───── DATASET EXTRACT ─────
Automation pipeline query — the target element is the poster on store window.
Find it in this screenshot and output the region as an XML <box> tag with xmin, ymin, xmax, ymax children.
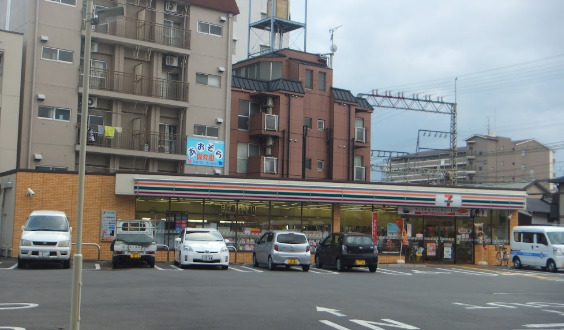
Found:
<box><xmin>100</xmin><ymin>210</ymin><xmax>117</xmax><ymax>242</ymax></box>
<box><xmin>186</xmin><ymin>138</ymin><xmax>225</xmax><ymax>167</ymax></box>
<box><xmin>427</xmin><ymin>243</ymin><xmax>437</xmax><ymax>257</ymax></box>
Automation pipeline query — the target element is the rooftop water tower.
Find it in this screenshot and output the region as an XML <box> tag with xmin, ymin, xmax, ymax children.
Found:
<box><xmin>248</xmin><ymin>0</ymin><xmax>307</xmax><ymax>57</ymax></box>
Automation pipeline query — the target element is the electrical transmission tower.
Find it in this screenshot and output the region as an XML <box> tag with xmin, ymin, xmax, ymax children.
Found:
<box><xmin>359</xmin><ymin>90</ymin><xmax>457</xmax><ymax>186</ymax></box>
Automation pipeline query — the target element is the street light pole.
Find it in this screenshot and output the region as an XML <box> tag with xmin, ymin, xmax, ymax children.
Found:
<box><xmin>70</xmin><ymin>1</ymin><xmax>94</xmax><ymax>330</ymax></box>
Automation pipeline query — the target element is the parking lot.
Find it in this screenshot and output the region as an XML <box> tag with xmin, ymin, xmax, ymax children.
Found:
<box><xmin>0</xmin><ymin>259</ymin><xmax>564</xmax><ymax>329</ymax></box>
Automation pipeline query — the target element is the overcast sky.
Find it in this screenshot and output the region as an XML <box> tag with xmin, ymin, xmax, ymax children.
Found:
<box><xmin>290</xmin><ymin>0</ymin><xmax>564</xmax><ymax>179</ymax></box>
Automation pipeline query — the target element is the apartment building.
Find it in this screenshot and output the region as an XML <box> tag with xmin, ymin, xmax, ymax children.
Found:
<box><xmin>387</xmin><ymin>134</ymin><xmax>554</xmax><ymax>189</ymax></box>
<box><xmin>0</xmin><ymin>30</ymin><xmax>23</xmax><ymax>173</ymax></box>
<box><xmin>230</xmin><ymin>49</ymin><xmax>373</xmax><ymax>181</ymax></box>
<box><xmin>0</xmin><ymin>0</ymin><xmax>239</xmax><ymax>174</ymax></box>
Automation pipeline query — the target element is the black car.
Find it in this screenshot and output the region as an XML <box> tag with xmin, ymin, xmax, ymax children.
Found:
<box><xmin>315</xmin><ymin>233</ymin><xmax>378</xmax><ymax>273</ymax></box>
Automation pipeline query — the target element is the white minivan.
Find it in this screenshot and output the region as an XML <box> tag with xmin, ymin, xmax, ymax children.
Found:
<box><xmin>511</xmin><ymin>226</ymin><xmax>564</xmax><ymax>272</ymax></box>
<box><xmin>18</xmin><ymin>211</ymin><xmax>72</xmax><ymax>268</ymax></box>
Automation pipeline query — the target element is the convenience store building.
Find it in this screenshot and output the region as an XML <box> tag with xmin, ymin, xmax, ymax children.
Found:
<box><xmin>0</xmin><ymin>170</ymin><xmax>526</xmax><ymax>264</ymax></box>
─────
▶ EXERCISE DESCRIPTION
Please reproduce the data from the line containing "Automation pipeline query — the target element is the white" through the end, requests included, shifting every coordinate in the answers by -123.

▶ TASK RESPONSE
Automation pipeline query — the target element is the white minivan.
Find it in this screenshot and output the region as an XML <box> tag with xmin, ymin, xmax, ymax children.
Found:
<box><xmin>388</xmin><ymin>103</ymin><xmax>441</xmax><ymax>149</ymax></box>
<box><xmin>-105</xmin><ymin>88</ymin><xmax>-51</xmax><ymax>145</ymax></box>
Automation pipeline query — the target element is the convenience store building.
Find it in this screenshot and output the region as an XML <box> tag with xmin, ymin, xmax, ymax children.
Found:
<box><xmin>-123</xmin><ymin>47</ymin><xmax>403</xmax><ymax>141</ymax></box>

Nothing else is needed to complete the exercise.